Information:

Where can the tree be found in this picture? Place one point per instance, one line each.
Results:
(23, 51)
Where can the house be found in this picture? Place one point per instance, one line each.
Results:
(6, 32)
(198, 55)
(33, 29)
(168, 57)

Exercise aim: Each line of the listing must be output once more, exactly as shown above.

Task response:
Where can the tree be found in this picture? Place one point per instance, one line each.
Results:
(23, 51)
Where can the house be found in this picture? Place one point per instance, one line each.
Results:
(6, 32)
(198, 55)
(33, 29)
(168, 57)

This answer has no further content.